### TEXTAUSZUG

╭──

Meine Frau hat einen sehr gut bezahlten Job. Insgesamt kommen wir zusammen mit unseren Geld über die Runden. Ich mache dann halt Hausmann. Dann habe ich ja auch noch zu großen Teilen die Abfindung.

Was ist deine Perspektive?

Dass ich noch mal einen festen Job in meinen Alter bekomme, sehe ich nicht. Wenn sich was ergibt, mache ich mit der Leiharbeit weiter. Ich kann mit 63 in Rente gehen, zwar mit Abschlägen, aber das will ich machen. Die vier Jahre bis dahin kriege ich auch noch hin. Ich bin bisher noch nicht in Lage, dass ich buckeln muss.

Wie wird die Leiharbeit bei deinen Kollegen diskutiert, vor dem Hintergrund der Krise?

Welche Kollegen? Bei der ersten Leiharbeitsfirma wechselten die Kollegen oft. Und seitdem bin ich mehr oder weniger Einzelkämpfer. Die kurzen Zeitspannen, wo ich gearbeitet habe, reichten nicht zum Kennenlernen und Diskutieren. Insgesamt glaube ich, dass die Leiharbeit weiter ausgebaut wird – gerade wegen der Krise. Das ist doch ideal für die Firmen. Die Leiharbeiter werden zunehmend als Feuerwehr, bei Engpässen in den Betrieben eingesetzt. So wie bei mir seit über einen Jahr.




Interview mit A., der seit Jahren über einen Verleiher bei einen großen Flugzeugbauer in Hamburg mit ca. 12 000 Leuten (Stammwerker und Leiharbeiter). Er hat zwischendurch in Toulouse gearbeitet, wo Nacharbeiten an den in Hamburg gebauten Komponenten gemacht werden. Er ist seit einem halben Jahr wieder in Hamburg.

Warum arbeitest du bei einer Leiharbeitsfirma?

Weil die Firma, in der ich arbeite, zur Zeit keine Festeinstellungen vornimmt. Liebend gern würde ich einen Festvertrag da annehmen. Ich arbeite das erste Mal in einer Leiharbeitsfirma.

Wo wirst du eingesetzt?

╰──

### DATENSATZ
╭──

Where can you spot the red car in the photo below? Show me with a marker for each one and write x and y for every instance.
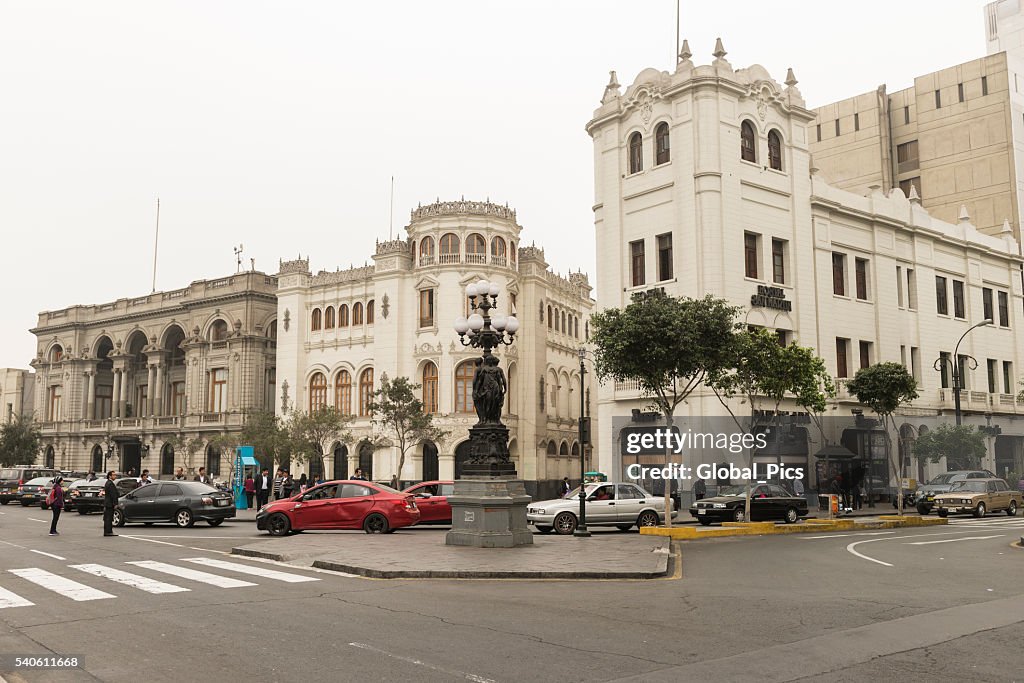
(340, 505)
(431, 499)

╰──

### AUFGABE 1
Gib den Absatz im Textauszug, der mit „Welche Kollegen?“ beginnt, als kurze Liste wieder. Seine wichtigsten Aussagen sollen dabei erhalten bleiben.
### AUFGABE 2
Entscheide anhand des Textauszugs, ob die folgenden Aussagen zutreffen, und belege jede Antwort mit Ja oder Nein und einem wörtlichen Zitat: (a) Die Firma, in der A. arbeitet, nimmt zur Zeit keine Festeinstellungen vor. (b) A. hat schon vorher bei anderen Leiharbeitsfirmen gearbeitet. (c) In Toulouse werden Nacharbeiten an Komponenten gemacht, die in Hamburg gebaut wurden.
Für die Bearbeitung dient allein der Textauszug als Grundlage, nicht die Zeilen.

### LÖSUNG 1
- Bei der ersten Leiharbeitsfirma wechselten die Kollegen oft.
- Seitdem bin ich mehr oder weniger Einzelkämpfer.
- Die kurzen Arbeitszeiträume reichten nicht zum Kennenlernen und Diskutieren.
- Ich glaube, dass die Leiharbeit gerade wegen der Krise weiter ausgebaut wird, weil sie für die Firmen ideal ist.
- Leiharbeiter werden zunehmend als Feuerwehr bei Engpässen in den Betrieben eingesetzt, bei mir seit über einem Jahr.

### LÖSUNG 2
(a) Ja, denn im Text steht: „Weil die Firma, in der ich arbeite, zur Zeit keine Festeinstellungen vornimmt.“
(b) Nein, denn im Text steht: „Ich arbeite das erste Mal in einer Leiharbeitsfirma.“
(c) Ja, denn im Text steht: „wo Nacharbeiten an den in Hamburg gebauten Komponenten gemacht werden“.